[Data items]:
═══

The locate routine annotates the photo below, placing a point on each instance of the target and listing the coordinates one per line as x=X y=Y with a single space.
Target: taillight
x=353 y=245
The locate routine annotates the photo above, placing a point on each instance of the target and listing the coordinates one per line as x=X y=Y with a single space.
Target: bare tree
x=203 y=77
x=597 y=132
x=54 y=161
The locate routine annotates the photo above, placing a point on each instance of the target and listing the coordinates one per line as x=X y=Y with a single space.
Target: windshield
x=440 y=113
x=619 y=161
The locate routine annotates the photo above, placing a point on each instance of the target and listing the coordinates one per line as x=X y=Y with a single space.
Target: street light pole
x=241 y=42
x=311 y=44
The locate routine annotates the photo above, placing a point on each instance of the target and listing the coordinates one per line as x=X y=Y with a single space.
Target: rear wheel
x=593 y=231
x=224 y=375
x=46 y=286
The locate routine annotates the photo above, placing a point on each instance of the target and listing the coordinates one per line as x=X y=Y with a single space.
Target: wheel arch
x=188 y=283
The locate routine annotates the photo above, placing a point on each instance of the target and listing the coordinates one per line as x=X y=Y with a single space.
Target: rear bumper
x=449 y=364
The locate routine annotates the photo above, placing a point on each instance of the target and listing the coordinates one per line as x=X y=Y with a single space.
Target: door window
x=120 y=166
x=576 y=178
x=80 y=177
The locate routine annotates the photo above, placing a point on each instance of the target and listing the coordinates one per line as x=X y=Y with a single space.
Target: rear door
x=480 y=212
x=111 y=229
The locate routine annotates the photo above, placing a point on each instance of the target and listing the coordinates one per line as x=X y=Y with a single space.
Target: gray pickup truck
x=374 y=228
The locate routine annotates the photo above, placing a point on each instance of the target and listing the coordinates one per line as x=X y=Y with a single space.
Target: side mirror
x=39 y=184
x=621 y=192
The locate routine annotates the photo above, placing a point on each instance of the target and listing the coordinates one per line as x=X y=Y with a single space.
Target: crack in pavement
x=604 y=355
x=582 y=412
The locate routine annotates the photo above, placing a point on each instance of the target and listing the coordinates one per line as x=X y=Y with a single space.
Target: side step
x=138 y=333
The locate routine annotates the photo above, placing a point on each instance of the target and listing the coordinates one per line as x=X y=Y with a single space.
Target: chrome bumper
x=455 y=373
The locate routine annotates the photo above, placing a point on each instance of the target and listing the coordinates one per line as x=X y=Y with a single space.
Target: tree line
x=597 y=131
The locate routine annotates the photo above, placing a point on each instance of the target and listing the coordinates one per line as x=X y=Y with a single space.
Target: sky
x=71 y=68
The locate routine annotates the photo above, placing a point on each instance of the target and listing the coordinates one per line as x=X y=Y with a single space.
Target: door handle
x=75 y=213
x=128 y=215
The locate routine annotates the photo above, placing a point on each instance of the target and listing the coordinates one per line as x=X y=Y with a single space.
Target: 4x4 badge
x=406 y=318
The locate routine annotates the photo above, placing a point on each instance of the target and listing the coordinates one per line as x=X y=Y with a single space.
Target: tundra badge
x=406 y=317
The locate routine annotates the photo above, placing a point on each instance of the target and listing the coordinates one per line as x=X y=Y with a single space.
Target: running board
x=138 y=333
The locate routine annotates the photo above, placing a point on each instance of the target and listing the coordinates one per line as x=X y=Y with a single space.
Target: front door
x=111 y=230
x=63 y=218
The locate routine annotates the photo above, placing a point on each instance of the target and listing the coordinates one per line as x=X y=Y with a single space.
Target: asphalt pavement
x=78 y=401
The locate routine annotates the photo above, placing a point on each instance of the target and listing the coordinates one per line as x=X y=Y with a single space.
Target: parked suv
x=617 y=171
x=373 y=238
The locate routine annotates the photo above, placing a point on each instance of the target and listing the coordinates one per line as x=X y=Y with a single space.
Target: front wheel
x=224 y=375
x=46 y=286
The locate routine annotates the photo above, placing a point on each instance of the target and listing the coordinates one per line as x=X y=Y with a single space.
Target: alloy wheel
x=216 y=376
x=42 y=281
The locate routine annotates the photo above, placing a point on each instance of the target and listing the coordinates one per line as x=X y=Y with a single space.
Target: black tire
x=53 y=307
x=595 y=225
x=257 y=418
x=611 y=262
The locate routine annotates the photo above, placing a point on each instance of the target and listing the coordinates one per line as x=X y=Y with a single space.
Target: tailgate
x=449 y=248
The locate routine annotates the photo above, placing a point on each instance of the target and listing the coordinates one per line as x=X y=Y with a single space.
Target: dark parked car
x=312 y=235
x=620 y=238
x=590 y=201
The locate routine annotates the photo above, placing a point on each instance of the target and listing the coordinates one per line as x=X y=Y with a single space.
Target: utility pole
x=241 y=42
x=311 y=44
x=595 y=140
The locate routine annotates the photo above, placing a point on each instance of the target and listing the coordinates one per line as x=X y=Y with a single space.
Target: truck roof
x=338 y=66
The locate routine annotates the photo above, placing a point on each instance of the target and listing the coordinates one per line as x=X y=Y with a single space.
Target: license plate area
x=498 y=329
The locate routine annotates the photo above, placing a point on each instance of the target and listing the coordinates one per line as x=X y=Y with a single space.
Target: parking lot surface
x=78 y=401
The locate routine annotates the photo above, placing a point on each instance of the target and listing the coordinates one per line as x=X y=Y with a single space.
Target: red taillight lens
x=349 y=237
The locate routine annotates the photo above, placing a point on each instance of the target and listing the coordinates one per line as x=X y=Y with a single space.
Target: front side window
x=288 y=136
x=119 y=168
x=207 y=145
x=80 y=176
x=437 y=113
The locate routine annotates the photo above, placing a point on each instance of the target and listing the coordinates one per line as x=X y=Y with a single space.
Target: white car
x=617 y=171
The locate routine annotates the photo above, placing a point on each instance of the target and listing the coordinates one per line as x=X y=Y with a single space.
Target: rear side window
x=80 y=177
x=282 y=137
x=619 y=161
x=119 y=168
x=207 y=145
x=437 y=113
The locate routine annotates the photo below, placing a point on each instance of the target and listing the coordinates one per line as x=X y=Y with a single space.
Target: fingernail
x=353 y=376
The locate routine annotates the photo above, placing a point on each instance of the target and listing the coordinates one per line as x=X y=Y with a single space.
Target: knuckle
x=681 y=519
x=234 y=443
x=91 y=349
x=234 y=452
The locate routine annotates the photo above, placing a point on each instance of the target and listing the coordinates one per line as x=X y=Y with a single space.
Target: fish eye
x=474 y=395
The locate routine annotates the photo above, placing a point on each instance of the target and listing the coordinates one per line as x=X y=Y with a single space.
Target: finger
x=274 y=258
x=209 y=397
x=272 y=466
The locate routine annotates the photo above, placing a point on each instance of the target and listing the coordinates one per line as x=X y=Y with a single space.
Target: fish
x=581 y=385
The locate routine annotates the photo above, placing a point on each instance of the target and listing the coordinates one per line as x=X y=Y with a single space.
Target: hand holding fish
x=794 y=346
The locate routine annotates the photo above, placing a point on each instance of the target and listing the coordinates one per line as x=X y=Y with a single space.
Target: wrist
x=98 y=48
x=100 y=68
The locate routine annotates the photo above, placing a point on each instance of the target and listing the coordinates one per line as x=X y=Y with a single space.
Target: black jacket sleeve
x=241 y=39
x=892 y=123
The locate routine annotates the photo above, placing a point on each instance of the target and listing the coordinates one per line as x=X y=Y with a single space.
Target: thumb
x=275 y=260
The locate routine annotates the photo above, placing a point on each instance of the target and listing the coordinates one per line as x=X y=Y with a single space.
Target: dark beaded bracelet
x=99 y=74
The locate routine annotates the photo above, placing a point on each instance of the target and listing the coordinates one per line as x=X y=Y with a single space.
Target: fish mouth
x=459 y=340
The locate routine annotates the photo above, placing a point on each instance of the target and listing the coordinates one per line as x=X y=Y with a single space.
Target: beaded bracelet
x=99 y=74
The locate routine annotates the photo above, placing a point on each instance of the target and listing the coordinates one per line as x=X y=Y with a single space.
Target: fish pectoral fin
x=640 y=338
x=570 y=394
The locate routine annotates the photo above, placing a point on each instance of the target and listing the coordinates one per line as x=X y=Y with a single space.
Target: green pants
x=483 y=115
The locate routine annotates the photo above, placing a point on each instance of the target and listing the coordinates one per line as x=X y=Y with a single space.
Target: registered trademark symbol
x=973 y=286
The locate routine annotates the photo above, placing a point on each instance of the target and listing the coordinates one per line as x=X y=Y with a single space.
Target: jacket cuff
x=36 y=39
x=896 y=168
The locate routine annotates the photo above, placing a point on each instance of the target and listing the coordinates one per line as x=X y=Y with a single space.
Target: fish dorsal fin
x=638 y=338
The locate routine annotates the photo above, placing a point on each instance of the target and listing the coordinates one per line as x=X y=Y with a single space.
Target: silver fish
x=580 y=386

═══

Please transcribe exactly the line containing "Target: registered trademark symbol" and every line after it to the end of the data, and no other lines.

Target: registered trademark symbol
x=973 y=286
The locate routine annotates the photo above, placing a point on each instance of the target and listing the coordinates one per line as x=X y=Y with a single space.
Target: jacket cuff
x=36 y=39
x=896 y=168
The locate routine annotates the photo above, placing a point on each instance of the target and listing the coordinates one per line as x=X y=Y with a single space.
Target: fish dorsal fin
x=638 y=338
The locate routine annotates the photo above, placing a point on each instance of the target and listing the coordinates one per line as x=X y=Y with a single space.
Target: silver fish
x=580 y=386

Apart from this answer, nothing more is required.